Written exercise: Quote exactly, and only, the lines from the one containing "of the church" through the end of the material below. Skip pictures.

Recorded data:
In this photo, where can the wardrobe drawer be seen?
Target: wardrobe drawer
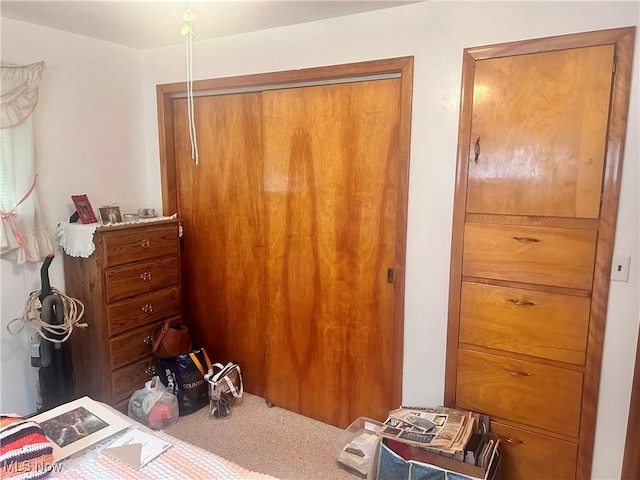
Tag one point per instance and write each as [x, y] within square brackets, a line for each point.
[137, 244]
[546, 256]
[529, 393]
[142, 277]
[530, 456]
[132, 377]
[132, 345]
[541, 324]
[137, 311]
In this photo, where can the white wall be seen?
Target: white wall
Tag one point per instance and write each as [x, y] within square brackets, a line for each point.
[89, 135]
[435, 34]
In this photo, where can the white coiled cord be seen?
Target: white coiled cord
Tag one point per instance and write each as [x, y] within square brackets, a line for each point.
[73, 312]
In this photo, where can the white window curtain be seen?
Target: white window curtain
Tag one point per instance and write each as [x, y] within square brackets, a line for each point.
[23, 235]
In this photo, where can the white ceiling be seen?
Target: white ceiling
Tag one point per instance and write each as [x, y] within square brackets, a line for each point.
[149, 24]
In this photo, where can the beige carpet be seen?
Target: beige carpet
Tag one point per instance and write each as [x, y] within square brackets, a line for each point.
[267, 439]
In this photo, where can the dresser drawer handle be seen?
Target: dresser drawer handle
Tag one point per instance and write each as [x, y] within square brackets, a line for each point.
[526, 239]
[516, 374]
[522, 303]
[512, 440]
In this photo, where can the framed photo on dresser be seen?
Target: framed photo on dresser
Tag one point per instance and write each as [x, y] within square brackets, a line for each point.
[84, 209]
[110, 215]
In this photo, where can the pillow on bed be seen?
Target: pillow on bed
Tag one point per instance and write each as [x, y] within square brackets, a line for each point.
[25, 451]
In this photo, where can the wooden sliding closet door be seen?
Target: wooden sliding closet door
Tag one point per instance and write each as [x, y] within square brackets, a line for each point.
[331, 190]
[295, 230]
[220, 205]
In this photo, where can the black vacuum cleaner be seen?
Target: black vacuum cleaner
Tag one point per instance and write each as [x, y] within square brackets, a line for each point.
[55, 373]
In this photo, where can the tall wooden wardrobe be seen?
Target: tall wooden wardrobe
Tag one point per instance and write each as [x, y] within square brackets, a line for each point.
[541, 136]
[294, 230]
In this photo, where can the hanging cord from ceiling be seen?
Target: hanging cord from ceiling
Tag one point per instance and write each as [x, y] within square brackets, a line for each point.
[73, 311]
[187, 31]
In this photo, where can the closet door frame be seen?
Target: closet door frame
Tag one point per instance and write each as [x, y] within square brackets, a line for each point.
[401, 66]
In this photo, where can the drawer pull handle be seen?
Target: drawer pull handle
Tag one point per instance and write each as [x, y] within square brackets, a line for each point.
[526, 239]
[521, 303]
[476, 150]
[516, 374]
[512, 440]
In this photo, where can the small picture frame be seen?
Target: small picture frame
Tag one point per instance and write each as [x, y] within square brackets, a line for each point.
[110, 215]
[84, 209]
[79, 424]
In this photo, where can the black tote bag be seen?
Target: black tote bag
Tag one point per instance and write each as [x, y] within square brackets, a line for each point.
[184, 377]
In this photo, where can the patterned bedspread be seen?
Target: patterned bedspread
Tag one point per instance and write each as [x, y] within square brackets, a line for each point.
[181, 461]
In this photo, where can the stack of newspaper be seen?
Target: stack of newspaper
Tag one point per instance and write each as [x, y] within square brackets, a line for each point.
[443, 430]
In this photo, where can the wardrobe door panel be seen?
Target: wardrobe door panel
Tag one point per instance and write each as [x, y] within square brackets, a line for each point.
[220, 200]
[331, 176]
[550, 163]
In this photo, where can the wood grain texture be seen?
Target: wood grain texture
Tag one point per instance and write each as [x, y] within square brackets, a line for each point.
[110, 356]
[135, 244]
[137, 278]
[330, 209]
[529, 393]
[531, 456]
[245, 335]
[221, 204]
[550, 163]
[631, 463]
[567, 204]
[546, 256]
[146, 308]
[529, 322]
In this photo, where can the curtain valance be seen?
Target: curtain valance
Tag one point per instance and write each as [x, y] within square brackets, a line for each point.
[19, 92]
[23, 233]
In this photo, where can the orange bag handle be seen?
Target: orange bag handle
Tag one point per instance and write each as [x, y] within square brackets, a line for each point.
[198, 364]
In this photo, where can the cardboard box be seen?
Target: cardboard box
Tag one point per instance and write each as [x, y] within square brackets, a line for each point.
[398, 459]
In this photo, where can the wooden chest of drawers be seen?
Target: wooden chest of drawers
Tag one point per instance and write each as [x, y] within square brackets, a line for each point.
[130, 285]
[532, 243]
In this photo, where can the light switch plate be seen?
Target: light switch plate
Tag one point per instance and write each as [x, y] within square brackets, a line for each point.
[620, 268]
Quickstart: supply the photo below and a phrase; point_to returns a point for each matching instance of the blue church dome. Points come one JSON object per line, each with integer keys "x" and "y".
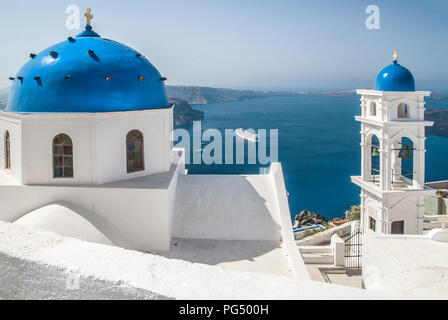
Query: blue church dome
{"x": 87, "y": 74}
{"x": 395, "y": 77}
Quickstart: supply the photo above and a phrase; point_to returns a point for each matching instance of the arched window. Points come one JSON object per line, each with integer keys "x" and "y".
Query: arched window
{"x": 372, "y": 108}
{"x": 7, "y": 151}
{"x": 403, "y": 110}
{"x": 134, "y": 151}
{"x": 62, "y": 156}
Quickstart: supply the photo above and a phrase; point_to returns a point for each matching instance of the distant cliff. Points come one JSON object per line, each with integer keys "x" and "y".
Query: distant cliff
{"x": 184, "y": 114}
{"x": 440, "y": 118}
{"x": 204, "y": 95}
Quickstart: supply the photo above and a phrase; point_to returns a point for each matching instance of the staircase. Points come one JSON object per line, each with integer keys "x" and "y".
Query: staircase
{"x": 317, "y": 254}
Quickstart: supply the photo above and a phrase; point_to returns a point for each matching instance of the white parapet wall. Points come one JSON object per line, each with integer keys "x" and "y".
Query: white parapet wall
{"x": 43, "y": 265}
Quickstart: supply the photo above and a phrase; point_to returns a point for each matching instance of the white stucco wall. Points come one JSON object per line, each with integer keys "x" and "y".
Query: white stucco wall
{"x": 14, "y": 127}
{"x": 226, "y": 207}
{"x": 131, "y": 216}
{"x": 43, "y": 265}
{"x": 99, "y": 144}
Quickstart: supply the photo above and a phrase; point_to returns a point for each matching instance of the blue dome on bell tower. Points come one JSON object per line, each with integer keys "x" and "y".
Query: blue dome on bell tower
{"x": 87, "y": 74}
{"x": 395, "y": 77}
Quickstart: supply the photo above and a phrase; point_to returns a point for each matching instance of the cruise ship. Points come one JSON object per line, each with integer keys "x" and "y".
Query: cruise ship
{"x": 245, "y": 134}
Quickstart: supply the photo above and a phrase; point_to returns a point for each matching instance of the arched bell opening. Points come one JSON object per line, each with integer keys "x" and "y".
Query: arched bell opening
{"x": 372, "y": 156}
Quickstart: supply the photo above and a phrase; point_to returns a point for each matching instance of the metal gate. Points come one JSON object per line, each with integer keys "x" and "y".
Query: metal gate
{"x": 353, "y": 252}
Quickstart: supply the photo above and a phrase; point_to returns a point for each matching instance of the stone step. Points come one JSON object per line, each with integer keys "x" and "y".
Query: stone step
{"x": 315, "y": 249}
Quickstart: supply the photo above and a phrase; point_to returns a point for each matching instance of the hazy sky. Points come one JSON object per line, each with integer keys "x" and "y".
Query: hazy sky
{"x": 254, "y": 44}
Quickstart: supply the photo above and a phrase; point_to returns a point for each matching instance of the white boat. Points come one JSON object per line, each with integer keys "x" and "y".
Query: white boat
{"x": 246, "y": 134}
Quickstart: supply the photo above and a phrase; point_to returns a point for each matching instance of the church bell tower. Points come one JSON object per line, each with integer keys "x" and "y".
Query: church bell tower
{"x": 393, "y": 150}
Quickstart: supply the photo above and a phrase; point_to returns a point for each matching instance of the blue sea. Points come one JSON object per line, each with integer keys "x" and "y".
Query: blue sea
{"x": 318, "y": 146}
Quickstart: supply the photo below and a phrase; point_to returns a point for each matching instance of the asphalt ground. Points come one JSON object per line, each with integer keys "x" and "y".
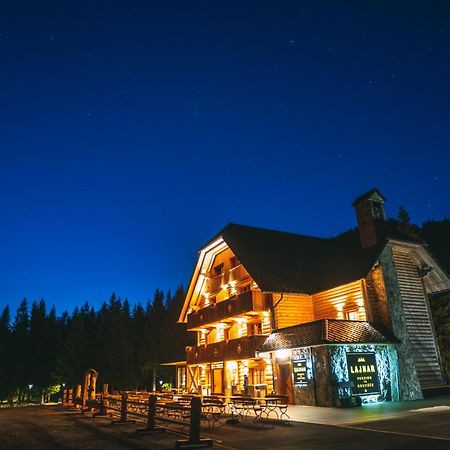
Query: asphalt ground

Problem solution:
Quickstart: supply the photo above and a phrase; point_to returns a point for each matching instance of the church bell tower. Points come one JSON object per line, each with integer keys "x" and "y".
Query: church bell tower
{"x": 393, "y": 150}
Quickstart: supply the photo above and a phrase; point_to returns a point for each matching instance of the blue sea. Points come one JSON object per line, each with integer keys "x" and "y".
Query: blue sea
{"x": 318, "y": 146}
Quickstart: supply the photo below and a phrase; point_to returns a point for each matching instance of the asphalt ground. Points come one JSON object per line, each with integer keys "x" and "y".
Query: asphalt ground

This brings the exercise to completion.